--- Start DATASET ENTRIES ---
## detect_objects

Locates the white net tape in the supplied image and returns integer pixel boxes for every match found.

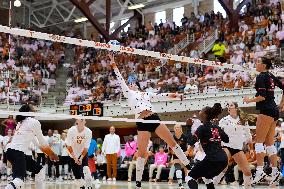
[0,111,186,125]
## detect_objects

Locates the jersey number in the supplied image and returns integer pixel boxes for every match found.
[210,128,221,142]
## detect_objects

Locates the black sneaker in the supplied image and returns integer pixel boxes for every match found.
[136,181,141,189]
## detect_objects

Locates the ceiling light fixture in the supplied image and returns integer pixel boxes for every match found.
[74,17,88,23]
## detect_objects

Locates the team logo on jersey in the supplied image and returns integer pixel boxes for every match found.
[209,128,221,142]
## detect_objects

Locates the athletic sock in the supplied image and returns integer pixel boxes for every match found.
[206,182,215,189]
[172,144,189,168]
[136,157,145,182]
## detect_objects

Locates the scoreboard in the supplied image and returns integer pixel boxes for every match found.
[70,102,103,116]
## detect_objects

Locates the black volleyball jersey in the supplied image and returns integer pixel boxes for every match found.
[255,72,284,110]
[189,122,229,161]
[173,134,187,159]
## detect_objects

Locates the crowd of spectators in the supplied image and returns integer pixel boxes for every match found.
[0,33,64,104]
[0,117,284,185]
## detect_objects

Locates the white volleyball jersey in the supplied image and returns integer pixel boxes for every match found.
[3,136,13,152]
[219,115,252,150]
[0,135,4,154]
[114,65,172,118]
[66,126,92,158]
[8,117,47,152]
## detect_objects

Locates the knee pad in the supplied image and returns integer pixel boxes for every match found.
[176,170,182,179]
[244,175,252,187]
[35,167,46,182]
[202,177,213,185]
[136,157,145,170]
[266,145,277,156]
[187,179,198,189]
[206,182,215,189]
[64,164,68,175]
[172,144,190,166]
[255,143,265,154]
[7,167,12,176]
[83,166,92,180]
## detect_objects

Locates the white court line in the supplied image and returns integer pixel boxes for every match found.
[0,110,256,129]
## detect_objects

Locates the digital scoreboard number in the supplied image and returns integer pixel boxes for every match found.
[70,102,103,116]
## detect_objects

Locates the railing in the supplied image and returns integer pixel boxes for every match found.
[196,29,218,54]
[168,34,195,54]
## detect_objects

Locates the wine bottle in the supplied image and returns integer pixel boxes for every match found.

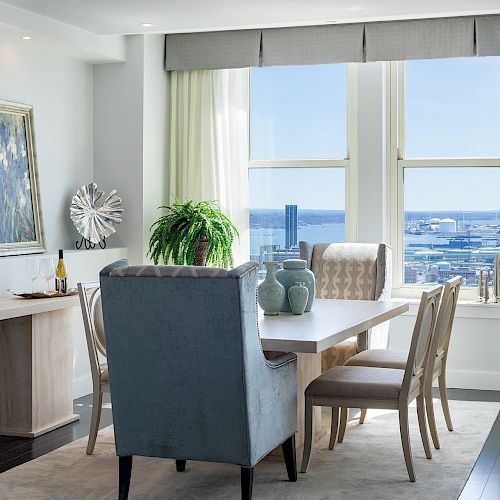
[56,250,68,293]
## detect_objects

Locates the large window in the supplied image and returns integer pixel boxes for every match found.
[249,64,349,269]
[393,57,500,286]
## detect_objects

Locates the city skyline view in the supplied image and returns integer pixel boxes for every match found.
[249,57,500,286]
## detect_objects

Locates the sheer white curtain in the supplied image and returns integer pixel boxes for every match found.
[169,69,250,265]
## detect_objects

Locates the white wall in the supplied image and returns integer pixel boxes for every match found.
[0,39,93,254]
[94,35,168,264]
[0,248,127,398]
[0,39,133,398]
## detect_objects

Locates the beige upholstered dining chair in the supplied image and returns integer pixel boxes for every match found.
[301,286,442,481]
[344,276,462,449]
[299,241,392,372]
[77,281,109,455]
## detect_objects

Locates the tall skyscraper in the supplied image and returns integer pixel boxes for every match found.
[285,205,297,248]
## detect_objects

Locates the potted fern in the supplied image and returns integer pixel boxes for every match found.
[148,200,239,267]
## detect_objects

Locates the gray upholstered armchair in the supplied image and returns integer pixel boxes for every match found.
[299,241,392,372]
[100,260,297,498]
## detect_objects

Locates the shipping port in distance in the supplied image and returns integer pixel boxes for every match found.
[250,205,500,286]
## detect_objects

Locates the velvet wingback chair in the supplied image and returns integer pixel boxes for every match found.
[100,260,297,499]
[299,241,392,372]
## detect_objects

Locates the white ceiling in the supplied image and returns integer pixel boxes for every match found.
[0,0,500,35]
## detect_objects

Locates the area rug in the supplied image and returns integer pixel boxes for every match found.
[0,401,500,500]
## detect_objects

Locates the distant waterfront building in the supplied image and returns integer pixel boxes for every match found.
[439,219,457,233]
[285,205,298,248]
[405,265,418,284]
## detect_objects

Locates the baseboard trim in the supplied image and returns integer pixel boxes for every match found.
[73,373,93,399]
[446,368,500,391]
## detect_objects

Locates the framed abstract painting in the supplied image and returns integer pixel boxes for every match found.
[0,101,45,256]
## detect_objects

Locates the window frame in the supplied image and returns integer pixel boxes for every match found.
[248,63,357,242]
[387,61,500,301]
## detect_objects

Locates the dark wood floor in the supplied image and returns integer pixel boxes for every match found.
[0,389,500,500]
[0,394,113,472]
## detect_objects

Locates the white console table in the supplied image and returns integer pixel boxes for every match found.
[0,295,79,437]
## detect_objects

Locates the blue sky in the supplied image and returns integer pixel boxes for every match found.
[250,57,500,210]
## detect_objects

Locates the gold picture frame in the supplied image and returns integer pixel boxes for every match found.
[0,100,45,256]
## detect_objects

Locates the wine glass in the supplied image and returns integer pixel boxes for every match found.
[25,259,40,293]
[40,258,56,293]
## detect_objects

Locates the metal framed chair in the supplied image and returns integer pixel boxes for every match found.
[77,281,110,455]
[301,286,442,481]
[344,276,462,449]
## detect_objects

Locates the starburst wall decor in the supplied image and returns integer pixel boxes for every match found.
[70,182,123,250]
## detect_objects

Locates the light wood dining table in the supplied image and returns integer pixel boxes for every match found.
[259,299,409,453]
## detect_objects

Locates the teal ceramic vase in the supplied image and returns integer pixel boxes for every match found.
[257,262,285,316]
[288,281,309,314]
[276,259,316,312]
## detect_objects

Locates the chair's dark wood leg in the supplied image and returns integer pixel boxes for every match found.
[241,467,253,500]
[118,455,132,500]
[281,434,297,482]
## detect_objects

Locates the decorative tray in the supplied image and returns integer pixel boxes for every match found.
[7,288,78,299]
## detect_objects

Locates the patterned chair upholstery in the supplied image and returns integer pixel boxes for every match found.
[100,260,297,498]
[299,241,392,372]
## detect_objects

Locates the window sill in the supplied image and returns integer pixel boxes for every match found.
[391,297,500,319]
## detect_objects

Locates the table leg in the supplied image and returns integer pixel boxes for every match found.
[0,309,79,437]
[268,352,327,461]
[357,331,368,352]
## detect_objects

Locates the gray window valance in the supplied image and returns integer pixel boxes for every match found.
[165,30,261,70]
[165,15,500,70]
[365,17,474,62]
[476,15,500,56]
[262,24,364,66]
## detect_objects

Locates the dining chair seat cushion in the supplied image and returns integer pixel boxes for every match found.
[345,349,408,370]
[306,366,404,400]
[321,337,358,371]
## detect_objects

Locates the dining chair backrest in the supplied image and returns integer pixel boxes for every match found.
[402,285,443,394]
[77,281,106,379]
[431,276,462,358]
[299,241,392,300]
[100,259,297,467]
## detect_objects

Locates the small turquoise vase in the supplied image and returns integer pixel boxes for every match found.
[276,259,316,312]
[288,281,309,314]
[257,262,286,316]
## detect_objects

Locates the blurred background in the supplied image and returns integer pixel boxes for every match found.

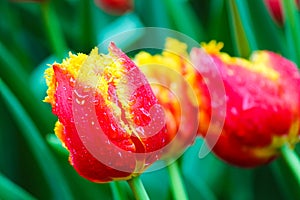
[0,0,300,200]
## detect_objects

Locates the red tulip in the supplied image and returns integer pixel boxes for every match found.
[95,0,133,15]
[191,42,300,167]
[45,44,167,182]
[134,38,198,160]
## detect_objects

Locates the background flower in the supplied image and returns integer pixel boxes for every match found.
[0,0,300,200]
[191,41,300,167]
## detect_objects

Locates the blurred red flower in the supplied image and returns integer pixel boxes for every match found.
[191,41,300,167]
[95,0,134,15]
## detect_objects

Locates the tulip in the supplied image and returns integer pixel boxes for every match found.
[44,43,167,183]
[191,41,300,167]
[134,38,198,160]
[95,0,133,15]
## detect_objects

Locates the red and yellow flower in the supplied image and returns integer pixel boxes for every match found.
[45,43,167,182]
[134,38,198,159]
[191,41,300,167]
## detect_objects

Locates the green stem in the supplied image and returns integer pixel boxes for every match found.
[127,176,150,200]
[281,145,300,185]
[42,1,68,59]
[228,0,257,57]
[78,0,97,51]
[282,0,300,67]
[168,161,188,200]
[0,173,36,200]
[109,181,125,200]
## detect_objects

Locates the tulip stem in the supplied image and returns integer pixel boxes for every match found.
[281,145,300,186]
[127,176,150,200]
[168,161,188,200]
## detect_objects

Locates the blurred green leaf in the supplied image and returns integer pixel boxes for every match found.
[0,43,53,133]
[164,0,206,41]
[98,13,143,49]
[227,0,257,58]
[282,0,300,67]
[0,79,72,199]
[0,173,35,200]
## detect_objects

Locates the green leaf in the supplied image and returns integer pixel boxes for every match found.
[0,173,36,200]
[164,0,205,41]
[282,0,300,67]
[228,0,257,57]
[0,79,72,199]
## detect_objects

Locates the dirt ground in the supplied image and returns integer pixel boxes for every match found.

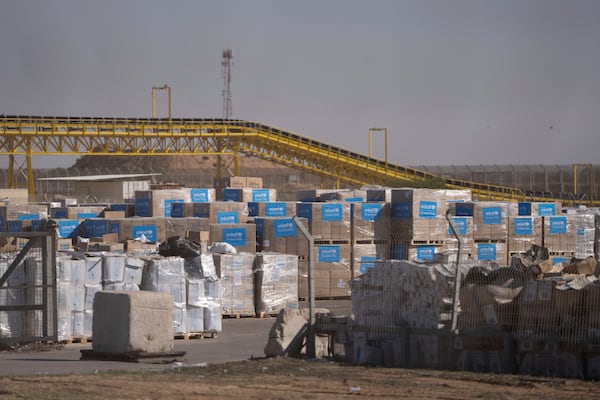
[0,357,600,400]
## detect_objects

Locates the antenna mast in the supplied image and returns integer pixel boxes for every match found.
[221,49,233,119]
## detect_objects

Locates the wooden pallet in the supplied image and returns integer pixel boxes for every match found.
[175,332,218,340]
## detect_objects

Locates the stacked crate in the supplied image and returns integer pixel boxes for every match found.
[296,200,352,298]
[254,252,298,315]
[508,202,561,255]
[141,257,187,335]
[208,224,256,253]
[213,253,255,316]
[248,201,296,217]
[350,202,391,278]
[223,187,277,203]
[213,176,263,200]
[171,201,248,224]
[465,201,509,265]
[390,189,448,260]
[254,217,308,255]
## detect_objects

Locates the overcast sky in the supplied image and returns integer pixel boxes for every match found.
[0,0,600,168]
--- End DATASET ENTRIES ---
--- Start DATASET ENTRIES ---
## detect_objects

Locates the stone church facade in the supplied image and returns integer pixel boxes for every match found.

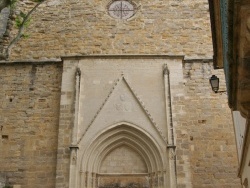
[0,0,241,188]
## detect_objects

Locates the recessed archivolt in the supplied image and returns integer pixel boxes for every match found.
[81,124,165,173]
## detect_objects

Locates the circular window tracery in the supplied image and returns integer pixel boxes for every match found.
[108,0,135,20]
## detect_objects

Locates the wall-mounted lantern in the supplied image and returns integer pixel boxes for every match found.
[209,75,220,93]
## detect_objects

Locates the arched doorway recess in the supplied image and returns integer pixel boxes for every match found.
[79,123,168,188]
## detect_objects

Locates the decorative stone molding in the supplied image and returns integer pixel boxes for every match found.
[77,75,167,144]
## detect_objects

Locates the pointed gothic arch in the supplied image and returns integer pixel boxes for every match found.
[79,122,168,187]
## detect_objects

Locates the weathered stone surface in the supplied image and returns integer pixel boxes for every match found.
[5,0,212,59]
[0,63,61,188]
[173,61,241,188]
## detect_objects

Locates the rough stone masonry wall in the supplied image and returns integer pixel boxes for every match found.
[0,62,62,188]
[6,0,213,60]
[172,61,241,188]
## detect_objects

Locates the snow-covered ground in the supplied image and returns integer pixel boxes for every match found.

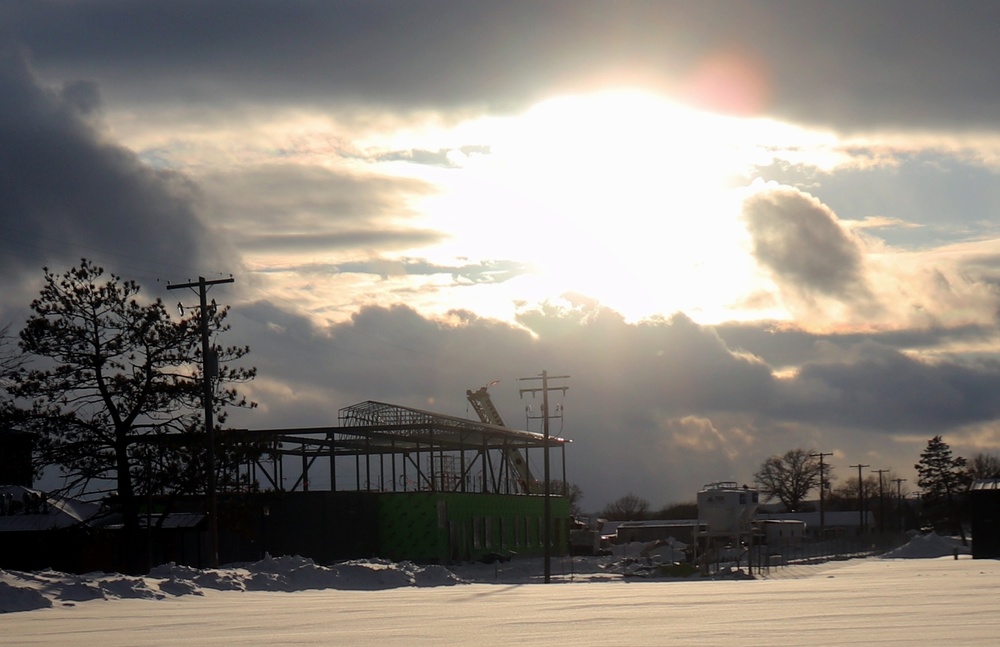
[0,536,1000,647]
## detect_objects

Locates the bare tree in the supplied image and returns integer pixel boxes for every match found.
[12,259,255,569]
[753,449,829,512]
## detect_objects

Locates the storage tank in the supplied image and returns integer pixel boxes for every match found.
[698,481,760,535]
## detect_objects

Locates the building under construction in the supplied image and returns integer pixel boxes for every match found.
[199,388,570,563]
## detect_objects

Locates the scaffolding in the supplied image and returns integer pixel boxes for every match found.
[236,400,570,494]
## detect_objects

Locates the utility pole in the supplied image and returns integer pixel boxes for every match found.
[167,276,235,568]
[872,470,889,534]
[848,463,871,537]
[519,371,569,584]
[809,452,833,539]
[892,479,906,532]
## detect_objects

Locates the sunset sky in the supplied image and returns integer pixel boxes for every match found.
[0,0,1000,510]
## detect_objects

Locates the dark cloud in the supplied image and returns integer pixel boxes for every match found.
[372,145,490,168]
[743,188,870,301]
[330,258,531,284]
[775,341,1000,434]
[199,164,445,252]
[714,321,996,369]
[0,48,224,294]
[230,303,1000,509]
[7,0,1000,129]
--- End DATASET ENTRIES ---
--- Start DATASET ENTRIES ---
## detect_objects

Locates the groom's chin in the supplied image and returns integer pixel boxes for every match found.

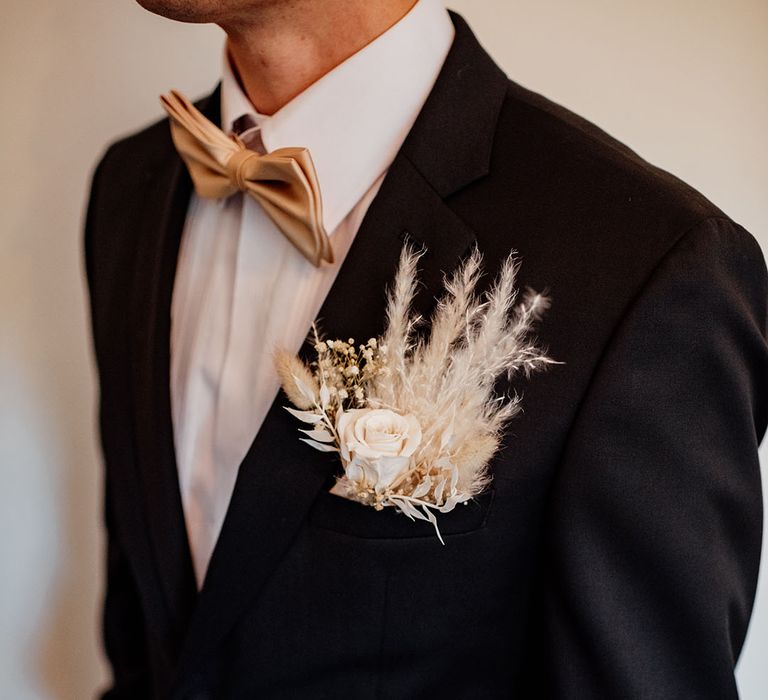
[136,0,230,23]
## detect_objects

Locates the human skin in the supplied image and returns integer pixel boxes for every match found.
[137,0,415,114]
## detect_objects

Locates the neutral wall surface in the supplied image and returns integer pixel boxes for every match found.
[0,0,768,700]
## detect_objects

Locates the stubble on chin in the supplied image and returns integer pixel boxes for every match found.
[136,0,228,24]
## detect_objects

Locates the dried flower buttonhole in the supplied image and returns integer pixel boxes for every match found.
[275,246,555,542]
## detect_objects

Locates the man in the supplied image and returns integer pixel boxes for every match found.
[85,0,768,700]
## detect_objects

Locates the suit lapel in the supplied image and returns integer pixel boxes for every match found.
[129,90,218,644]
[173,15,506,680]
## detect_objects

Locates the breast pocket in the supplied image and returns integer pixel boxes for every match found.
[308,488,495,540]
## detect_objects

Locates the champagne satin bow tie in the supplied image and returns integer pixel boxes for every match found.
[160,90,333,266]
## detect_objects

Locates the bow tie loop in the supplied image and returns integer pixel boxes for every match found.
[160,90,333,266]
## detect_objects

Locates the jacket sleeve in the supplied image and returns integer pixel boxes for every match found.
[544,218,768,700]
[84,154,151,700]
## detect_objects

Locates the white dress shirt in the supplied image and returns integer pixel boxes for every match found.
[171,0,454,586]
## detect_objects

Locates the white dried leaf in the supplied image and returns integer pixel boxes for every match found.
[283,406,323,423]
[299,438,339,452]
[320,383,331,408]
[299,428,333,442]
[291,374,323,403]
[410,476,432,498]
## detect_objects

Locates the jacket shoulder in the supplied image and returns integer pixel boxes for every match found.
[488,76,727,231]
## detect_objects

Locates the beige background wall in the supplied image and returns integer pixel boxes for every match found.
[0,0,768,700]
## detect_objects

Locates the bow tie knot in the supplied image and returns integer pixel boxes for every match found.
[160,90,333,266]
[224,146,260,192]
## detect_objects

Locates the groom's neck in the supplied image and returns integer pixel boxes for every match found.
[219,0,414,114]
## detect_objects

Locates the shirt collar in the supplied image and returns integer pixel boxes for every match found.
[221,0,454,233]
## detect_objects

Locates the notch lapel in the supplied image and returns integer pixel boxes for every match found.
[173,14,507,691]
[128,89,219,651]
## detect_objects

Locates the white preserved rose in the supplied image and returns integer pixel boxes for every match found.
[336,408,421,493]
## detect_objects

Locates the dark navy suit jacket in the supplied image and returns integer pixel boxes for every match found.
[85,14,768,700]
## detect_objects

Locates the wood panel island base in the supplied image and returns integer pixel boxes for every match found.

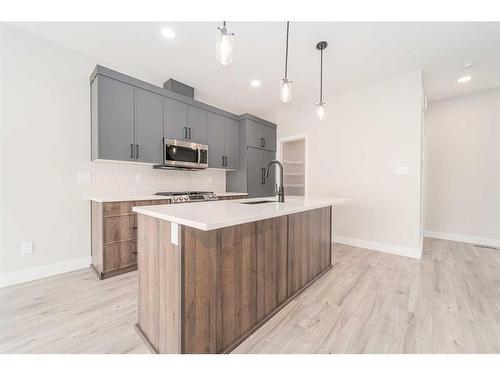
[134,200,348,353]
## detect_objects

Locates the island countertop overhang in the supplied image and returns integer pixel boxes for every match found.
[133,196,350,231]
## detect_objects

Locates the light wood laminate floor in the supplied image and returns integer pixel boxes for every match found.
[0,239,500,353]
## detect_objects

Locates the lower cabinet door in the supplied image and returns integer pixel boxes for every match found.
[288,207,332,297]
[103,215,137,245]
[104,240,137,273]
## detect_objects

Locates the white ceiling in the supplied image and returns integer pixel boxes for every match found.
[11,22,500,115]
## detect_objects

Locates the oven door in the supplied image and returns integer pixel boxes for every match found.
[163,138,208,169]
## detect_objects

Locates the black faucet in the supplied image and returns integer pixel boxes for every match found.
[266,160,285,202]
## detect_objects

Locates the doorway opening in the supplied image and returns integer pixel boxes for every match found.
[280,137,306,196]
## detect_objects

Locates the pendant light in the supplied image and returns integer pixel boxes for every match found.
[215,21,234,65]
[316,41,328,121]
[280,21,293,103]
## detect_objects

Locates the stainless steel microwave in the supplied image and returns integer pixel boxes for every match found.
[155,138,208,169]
--- End DATASET ENTRIES ---
Please pick out each line in the listing above that contains the string "beige". Case counts, so match capitals and lowercase letters precisely.

Locates the beige upholstered dining chair in the supplied image and returns integer pixel boxes for every match found.
Locates the beige background wall in the supplied image and returns integer pixel boxes for every match found.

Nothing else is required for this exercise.